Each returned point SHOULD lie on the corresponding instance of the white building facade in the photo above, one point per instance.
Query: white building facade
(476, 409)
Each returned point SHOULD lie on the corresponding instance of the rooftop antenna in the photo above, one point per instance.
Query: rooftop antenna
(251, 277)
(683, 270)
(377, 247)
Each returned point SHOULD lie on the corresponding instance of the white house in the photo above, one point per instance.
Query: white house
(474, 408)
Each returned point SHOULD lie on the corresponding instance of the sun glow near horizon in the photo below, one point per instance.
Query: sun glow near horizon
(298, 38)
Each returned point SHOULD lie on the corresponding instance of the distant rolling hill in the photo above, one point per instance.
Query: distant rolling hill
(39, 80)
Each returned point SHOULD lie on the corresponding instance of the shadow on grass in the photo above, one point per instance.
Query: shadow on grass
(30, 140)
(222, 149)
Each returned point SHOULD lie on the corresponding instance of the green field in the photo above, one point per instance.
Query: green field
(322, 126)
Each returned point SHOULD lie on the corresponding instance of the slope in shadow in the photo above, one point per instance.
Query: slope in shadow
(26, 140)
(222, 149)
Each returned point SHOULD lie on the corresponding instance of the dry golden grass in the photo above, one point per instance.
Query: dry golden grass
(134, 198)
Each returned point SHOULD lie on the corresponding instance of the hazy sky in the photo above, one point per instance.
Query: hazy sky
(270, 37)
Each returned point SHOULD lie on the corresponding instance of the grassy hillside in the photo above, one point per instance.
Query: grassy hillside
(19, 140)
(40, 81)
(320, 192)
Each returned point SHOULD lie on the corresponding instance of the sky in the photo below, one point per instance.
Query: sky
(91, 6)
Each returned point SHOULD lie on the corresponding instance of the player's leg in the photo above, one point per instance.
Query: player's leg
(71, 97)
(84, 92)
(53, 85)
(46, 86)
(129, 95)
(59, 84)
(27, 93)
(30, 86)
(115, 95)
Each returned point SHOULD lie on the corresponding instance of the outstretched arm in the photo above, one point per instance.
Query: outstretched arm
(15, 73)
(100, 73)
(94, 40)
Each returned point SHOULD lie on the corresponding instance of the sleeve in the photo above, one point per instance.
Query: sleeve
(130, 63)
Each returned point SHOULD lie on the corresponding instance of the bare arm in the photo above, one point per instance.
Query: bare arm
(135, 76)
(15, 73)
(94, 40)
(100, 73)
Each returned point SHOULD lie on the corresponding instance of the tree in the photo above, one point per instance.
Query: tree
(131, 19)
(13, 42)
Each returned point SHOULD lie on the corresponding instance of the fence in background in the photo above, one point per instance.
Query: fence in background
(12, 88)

Challenge: Put everything from the row containing "of the player's" down to the end of the rows into a two-column CSV headed input and output, one line per row. Place each row's text and its answer in their own quoted fields, replacing line breaks with spaces.

Task output:
input,output
"Each returned point SHOULD lie on the corresponding instance of the player's leg in the photo above, one point per instance. Query: player's leg","(71, 97) (84, 92) (53, 85) (46, 86) (129, 95) (59, 84) (27, 93) (30, 86) (115, 95)"
"Each returned point SHOULD lie on the corresponding instance of the outstretched arm in the photo above, one point per instance. Query: outstretched arm","(15, 73) (100, 73) (94, 40)"
"Each returned point SHOULD lie on the corresponding instance of the sleeve in the photo above, one point per instance. Query: sleeve","(130, 63)"
"Each returned point SHOULD lie on the corresponding instance of the bare arm in the photo above, one point per instance. Query: bare arm","(135, 76) (15, 73) (94, 40) (100, 73)"
"Each returned point SHOULD lie on the corresponding instance of the tree in the photo above, one point per instance. Query: tree","(131, 19) (13, 42)"
"Each returned point SHOULD lie on the corresponding instance of the fence in background in the photo above, one point per instance. Query: fence in background","(12, 88)"